╭─ SELECTED EXTRACT

Large Pages (Windows)

For ~8% faster compression, enable 2MB large pages:

cmsharp --enableLargePages   # Run once (triggers UAC), then log out/in

How It Works

flowchart TD
    A[Input Files] --> B[Profile Detection<br/>text / binary / image]
    B --> C[File Ordering<br/>group by type + extension]

    C --> D{Data Type?}

    D -->|Text| T1[Base64 Decode<br/>inline blocks → raw]
    T1 --> T2[JSON/CSV Columnar<br/>rows → columns]
    T2 --> T3[Dictionary<br/>words → short codes]

    D -->|Binary| B1[Preflate<br/>ZIP DEFLATE → raw]
    B1 --> B2[X86 BCJ Filter<br/>rel→abs addresses]

    D -->|Image| I1[JPEG DCT Extraction<br/>coefficients → stream]
    D -->|Image| I2[PNG Defilter<br/>IDAT → raw pixels]

    D -->|Optional| O1[Deduplication<br/>remove duplicate blocks]

    T3 --> E{Backend}
    B2 --> E
    I1 --> E
    I2 --> E
    O1 --> E

    E -->|Default| CM[Context Mixing<br/>7 models + neural mixer<br/>+ SSE + arithmetic coding]
    E -->|-cZ| ZS[Zstd<br/>LZ77 + Huffman/FSE]

    CM --> F[.cms Archive]
    ZS --> F

    F -.->|Optional| G1[AES-256-GCM Encryption]
    G1 -.-> G2[Reed-Solomon Recovery]
    G2 -.-> G3[ECDSA P-256 Signature]
    G3 -.-> G4[Multi-Volume Split]
Loading

The archive format (v2.0) uses .cms extension with CMSARCHIVE magic header, CRC32 per-file verification, CRC-based deduplication, solid-block compression, and metadata preservation (timestamps, permissions, symlinks, NTFS ACLs). Post-compression records (recovery, signature) are backward-compatible: older decompressors ignore them. See FORMAT.md for the full wire format specification.

╰─

* [WRITTEN EXERCISE]: Turn the paragraph in the compression tool notes above that begins "The archive format (v2.0)" into a short bulleted list that keeps its main facts.

╭─ RECORDED DATA

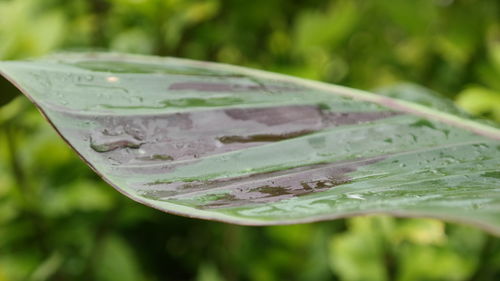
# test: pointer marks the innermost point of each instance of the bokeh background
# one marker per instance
(59, 221)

╰─

* [SOLUTION FOR THIS EXERCISE]:
- Version 2.0 archives use the .cms extension and a CMSARCHIVE magic header.
- Each file is verified with CRC32.
- Deduplication is CRC-based.
- Compression is solid-block.
- Metadata is preserved: timestamps, permissions, symlinks, and NTFS ACLs.
- Post-compression records (recovery, signature) are backward-compatible, and older decompressors ignore them.
- FORMAT.md holds the full wire format specification.